• _Record list_:
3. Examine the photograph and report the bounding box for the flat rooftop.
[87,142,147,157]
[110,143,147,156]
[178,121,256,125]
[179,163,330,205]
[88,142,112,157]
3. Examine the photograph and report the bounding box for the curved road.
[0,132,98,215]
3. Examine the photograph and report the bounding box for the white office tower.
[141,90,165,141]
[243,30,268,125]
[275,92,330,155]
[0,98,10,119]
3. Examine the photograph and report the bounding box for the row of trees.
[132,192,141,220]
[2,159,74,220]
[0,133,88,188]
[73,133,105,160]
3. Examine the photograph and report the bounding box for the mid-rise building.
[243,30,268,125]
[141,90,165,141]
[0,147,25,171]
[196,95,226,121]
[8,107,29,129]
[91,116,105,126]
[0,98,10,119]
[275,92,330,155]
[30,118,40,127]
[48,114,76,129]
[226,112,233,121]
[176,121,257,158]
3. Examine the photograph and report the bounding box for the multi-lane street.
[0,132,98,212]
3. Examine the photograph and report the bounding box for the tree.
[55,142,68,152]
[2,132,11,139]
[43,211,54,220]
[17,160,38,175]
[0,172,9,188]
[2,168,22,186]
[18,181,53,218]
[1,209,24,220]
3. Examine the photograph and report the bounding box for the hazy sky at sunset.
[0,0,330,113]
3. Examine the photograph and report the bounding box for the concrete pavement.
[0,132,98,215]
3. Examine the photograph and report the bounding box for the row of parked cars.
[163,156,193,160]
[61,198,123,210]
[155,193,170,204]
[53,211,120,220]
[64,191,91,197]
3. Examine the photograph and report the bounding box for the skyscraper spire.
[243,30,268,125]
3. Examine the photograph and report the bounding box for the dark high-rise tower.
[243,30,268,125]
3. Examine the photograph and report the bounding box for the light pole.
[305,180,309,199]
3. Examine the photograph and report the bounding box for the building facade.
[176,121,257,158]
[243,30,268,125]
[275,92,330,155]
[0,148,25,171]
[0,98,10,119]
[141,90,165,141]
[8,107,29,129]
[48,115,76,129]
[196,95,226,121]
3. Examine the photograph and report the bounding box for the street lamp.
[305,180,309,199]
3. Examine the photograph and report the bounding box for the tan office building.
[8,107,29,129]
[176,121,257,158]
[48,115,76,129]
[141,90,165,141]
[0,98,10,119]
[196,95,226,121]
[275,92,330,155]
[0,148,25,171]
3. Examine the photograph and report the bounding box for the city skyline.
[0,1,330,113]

• _Problem details_:
Please rename "bounding box" to "enclosing box" throughout the rows above and change nothing else.

• _Output for this task_:
3. Examine the photograph and report the enclosing box for the flat rooftop.
[87,142,147,157]
[110,143,147,156]
[178,121,256,125]
[179,163,330,205]
[88,142,112,157]
3. Examine the photograph and report the enclosing box for the curved road.
[0,132,98,215]
3. Examine the photograph and report the enclosing box for the white office tower.
[141,90,165,141]
[243,30,268,125]
[275,92,330,155]
[0,98,10,119]
3. Examine the photograph and report the enclosing box for the row of trees.
[132,192,141,220]
[2,159,74,220]
[0,133,88,188]
[73,133,105,160]
3. Examine the photograph and report the enclosing box for the mid-rise building.
[243,30,268,125]
[141,90,165,141]
[0,147,25,171]
[196,95,226,121]
[8,107,29,129]
[91,116,105,126]
[0,98,10,119]
[275,92,330,155]
[30,118,40,127]
[48,114,76,129]
[226,112,233,121]
[176,121,257,158]
3. Examine the photograph and report the enclosing box for the multi-lane street.
[0,132,98,212]
3. Examine the photograph and report the enclosing box for the tree.
[55,142,68,152]
[2,132,11,139]
[43,211,54,220]
[17,160,38,175]
[0,172,9,188]
[2,168,22,186]
[18,181,53,218]
[1,209,24,220]
3. Examine the photograph and report the enclosing box for the hazy sky at sunset.
[0,0,330,113]
3. Examine the photograph and report the enclosing box for the concrete pavement.
[0,132,98,215]
3. Examine the photograph and report the enclosing box for the row of parked cars.
[163,156,193,160]
[61,198,123,210]
[155,193,170,204]
[53,211,120,220]
[64,191,91,197]
3. Examine the photograph and report the enclosing box for the skyscraper spire.
[243,30,268,125]
3. Examine the photograph and report the enclosing box for the dark high-rise tower.
[243,30,268,125]
3. Examine the photograph and report the enclosing box for the light pole.
[305,180,309,199]
3. Examine the photograph and report the enclosing box for the building facade.
[176,121,257,158]
[243,30,268,125]
[275,92,330,155]
[0,148,25,171]
[0,98,10,119]
[141,90,165,141]
[8,107,29,129]
[48,115,76,129]
[196,95,226,121]
3. Examine the photograph and report the enclosing box for the street lamp.
[305,180,309,199]
3. Examine the photograph and report the enclosing box for the tan office building.
[8,107,29,129]
[176,121,257,158]
[48,115,76,129]
[141,90,165,141]
[0,98,10,119]
[196,95,226,121]
[275,92,330,155]
[0,148,25,171]
3. Examine the photograph and report the enclosing box for the city skyline.
[0,1,330,113]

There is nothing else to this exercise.